• **Assigned task**
In the records below, find the line containing "thumb in the photo above." and restate it and all lines after it exactly, through the last line.

Items from a dataset
[Start of Attachment]

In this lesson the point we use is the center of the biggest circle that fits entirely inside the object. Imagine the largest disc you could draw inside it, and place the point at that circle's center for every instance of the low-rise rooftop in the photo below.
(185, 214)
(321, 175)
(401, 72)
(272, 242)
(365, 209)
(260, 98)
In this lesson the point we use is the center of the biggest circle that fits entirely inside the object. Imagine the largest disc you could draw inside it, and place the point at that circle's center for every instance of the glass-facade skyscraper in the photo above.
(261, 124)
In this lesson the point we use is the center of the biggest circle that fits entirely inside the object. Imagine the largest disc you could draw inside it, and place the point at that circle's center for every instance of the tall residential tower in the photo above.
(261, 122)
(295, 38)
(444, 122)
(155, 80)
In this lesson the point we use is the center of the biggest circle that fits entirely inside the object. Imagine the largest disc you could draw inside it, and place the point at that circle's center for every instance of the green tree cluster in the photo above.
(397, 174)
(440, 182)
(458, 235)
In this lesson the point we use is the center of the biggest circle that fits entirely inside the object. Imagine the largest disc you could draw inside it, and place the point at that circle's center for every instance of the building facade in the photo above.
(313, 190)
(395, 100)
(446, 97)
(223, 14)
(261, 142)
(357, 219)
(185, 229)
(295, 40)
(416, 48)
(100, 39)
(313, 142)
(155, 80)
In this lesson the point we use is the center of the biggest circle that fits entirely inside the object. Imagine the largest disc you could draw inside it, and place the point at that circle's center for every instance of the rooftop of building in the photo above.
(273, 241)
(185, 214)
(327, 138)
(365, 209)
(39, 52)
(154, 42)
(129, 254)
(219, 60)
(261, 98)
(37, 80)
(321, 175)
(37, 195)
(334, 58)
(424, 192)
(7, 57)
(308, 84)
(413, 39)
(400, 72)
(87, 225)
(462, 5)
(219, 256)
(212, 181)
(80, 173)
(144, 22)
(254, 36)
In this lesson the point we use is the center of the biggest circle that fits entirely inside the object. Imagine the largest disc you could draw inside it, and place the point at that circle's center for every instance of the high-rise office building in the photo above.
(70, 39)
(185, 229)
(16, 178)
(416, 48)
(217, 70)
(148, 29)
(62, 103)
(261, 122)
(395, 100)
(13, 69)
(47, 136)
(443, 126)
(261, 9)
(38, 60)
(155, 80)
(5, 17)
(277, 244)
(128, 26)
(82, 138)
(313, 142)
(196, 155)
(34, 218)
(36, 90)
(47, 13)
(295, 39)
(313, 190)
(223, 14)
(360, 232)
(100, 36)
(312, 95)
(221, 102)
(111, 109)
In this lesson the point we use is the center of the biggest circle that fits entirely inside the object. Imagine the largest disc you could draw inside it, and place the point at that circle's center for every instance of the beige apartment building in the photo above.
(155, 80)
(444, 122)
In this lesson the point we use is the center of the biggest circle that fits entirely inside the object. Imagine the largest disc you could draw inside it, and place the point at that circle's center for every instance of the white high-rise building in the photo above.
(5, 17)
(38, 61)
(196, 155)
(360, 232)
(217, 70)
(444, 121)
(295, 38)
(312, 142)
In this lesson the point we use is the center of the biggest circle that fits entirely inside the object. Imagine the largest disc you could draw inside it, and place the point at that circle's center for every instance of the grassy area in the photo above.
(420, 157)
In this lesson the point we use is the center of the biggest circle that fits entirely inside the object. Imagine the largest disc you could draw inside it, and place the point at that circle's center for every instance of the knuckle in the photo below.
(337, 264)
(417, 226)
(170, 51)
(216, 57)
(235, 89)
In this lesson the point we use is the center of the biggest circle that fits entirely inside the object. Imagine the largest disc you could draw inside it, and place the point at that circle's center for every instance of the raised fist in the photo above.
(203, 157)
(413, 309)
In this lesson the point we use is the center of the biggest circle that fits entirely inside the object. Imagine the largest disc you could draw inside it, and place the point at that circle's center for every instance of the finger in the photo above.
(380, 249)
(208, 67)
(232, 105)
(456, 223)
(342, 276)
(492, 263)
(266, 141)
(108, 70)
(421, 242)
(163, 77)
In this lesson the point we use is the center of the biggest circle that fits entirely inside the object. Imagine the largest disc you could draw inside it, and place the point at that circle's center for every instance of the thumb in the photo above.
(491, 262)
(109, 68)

[End of Attachment]

• **Expected answer**
In this lesson the point we use is the center of the biggest circle that fits entirely inside the object. Imagine the largest disc you could draw inside it, and place the point at that circle's center for every instance of the thumb in the photo above.
(491, 262)
(109, 68)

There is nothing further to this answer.